• [Activity]:
Retype the entries exactly, keeping every line intact.

• [Exercise material]:

Segment Open

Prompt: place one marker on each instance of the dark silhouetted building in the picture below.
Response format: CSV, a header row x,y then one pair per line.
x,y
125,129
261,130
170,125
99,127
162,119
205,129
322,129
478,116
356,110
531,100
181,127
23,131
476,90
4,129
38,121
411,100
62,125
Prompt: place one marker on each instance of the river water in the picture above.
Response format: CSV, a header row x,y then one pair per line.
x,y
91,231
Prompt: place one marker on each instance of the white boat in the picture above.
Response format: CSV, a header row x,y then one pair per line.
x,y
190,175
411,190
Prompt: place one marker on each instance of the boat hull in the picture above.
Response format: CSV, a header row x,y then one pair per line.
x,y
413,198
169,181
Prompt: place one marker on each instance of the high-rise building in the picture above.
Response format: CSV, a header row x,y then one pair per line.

Segment Closed

• [Finished exercise]:
Prompt: place one marker on each instance of the dark silhouetted building in the picture below.
Response format: CSV, a header row x,y then one pair per line.
x,y
125,129
261,130
170,125
99,127
162,119
205,129
322,129
478,116
356,110
531,100
181,127
23,131
476,90
4,129
38,121
411,100
62,125
Prompt: place one marker on each instance of the river water in the picture above.
Response format: CSV, a header row x,y then one pair per line.
x,y
91,231
Prompt: place one marker on each instance of the white boat in the picture above.
Response format: CSV, a header row x,y then one pair per line.
x,y
190,175
411,190
Prompt: place one marker on each instance of the boat hull in the picture above.
Response format: CSV, a header row x,y then one pair per line.
x,y
413,198
169,181
Prompt: place one marker on each instance of the high-rise building in the picture above.
Response format: CSV, a header row x,y then one pair per line.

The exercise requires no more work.